- [Things to do]:
1) In the Alaska travel account, what did the father say he wanted to see?
2) Carry on the Alaska travel account from its last sentence, in the same first-person voice.
==== Extracted text ====
My Adventure to Alaska really began over a year ago when I was home visiting my family for the holidays. I was trying to have a real conversation with my retired father amidst the craziness of having all of my sister’s family and kids together at once. I asked him what was on his “bucket list” to do now that he was retired, seriously regretting saying that term out loud to my 77 year old dad. Once you get to be his age, you start thinking a lot more about “kicking the bucket” and now that I think about it, there has to be a better way to phrase this question. His response upset me more. He said, “I don’t believe in bucket lists. Your memories just die with you. I’m too old for adventures anyway”. That answer was so depressing to me and I took it as a personal challenge to change my dad’s perspective on life, old age, and that it is never too late to be an explorer.
In his later years, my dad has learned to dislike traveling. He doesn’t understand “e-tickets” and not having a paper itinerary and everything taken care of for you by a travel agent. He just learned what smart phone was recently and he was born a little too early for technology to facilitate his daily life. Instead, it is just a complication to him. So I was racking my brain to think of a place I could take my dad where we could both enjoy being adventurers that didn’t necessarily mean spelunking into caves and sleeping in hostels. I am not a teenager myself anymore, but I still don’t mind roughing it once in a while, but I knew that wouldn’t fly with my dad. So I said to him, “There must be somewhere you have always wanted to go see in your lifetime. Somewhere exotic almost mysterious”. He thought about it for a moment, and true to his almost morbid line of thinking these days he said, “Well, I’d like to see the glaciers before they all melt away and disappear”. I said, “Well, then that settles it! We are headed to Alaska!”
Alaska was purchased from Russia and was made a state in 1959 when my dad was just 20 years old. Imagine living during a time where there were only 48 stars on the American Flag. Alaska and Hawaii were added in 1959 becoming the two most exotic states in the United States. We never had volcanoes, and tropical rain forests, glaciers and polar bears before as part of our country, but now we did. Alaska has always been described as the Final Frontier and I never really understood why until I went there. Alaska is massive, plain and simple. Broken up into 5 sections: Far North, Interior, Southwest, South Central, and the Inside Passage, Alaska is 1/5th the size of the continental United States and can fit Texas inside of it twice! The landscape is gorgeous, but can be very harsh and unforgiving and to make matters worse most of it is inaccessible by roads. Unless you are on a cruise ship, train, or floatplane, you will most likely never have access to seeing some of the best quaint towns and landscapes that Alaska has to offer.
==== Record set ====
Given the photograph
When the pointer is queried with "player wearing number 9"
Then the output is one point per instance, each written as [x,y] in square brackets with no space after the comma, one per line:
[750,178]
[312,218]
====
==== Record set ====
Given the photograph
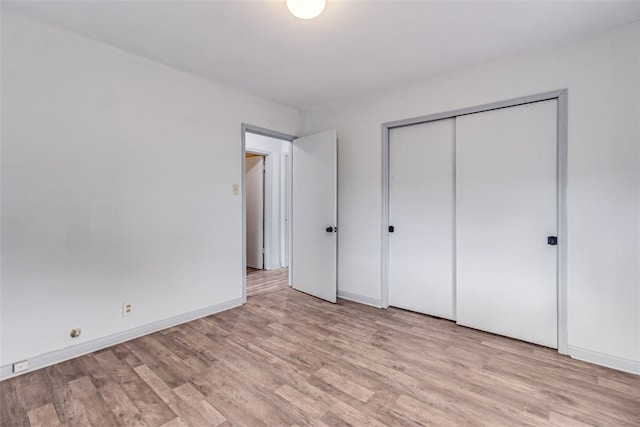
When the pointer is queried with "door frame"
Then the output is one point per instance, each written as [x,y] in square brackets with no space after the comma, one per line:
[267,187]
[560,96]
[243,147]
====
==== Record set ====
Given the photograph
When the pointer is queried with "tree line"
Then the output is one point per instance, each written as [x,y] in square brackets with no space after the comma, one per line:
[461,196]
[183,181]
====
- [Expected results]:
1) He wanted to see the glaciers before they all melt away and disappear.

2)
Alaska became famous and literally “got on the map” back in the late 1800’s when gold was discovered in the neighboring Yukon Territories. Explorers and prospectors young and old flocked there via Seattle, known as the “Gateway to Alaska”, where they would load up with over a ton of gear to survive in the wilderness for up to a year and take off on an open-ended journey with hopes to discover wealth, natural resources, adventure, and their life’s purpose. Ironically, as I sat in the airport in Seattle with my Dad almost 200 years later, I realized that we were no different. We, too, were on a quest for a great adventure into territory that is largely undeveloped wilderness and hasn’t changed much over the past two centuries. We had dreams of what we would find up there, like melting glaciers and wildlife, but beyond that we really had zero expectations on what Alaska would have to offer and in a way we became just like the Gold Rushers, the “bucket listers” of the past, but this time we were looking for riches of experiences.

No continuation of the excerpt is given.